** REQUIRED ACTION **
This exercise calls for a copy of every line in the listing below that carries the word "headstone".

** MATERIAL PROVIDED **
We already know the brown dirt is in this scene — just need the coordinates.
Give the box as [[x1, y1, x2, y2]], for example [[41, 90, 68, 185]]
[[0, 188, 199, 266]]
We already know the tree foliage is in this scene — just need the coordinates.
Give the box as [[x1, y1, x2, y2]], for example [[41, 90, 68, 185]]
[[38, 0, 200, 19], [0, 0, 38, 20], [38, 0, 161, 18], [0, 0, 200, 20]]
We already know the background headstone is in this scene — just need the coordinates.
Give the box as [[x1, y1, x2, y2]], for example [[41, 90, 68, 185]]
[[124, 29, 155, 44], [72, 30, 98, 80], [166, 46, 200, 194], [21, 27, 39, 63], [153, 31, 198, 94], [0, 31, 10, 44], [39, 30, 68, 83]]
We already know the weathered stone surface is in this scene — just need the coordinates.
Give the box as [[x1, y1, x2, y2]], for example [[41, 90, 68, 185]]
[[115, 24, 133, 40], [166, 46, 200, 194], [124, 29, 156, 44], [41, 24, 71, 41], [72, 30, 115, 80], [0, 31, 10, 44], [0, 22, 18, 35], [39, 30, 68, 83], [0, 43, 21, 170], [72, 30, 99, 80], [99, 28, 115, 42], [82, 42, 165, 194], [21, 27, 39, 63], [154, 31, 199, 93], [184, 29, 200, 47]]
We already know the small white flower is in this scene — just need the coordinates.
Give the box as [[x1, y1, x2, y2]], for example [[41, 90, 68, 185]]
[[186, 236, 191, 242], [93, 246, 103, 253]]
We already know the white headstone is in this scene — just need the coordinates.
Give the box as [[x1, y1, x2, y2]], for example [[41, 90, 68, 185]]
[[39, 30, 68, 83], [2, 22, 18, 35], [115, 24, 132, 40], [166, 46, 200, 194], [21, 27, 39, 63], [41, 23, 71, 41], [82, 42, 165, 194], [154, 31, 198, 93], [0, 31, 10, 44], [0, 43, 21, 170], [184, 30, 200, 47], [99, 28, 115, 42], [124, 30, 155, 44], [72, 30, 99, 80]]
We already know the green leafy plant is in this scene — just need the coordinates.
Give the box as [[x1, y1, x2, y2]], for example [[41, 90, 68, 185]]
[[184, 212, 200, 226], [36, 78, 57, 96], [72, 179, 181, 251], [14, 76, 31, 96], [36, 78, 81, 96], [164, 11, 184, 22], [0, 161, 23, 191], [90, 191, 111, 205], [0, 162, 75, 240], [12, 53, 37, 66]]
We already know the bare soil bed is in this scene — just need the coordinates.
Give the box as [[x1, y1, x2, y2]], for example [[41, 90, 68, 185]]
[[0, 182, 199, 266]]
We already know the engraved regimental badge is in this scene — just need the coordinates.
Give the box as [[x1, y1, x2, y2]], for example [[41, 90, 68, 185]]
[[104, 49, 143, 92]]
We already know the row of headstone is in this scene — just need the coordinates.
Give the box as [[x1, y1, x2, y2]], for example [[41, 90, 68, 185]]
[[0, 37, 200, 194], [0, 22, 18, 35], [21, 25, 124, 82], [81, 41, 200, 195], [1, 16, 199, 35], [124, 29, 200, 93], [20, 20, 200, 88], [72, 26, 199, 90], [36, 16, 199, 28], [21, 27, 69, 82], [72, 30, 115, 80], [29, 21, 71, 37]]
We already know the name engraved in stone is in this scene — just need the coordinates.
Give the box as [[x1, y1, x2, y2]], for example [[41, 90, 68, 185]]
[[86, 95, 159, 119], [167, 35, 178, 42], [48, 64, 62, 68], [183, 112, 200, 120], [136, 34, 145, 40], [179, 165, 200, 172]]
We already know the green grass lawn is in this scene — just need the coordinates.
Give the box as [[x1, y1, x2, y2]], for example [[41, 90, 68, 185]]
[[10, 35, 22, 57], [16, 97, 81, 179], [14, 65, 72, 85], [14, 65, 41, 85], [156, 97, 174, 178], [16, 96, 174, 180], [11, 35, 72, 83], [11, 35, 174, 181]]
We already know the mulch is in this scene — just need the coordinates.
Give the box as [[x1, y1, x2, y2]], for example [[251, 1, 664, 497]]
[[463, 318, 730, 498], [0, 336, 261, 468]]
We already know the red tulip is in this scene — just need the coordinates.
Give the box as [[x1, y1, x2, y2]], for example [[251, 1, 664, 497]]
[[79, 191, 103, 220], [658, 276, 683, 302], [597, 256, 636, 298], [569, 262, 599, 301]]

** SOLVED EXERCISE **
We already know the background headstone is in this scene — just need the coordinates.
We already know the white headstone is in this scene — just need the coordinates.
We already know the row of headstone is in this scene — just need the coordinates.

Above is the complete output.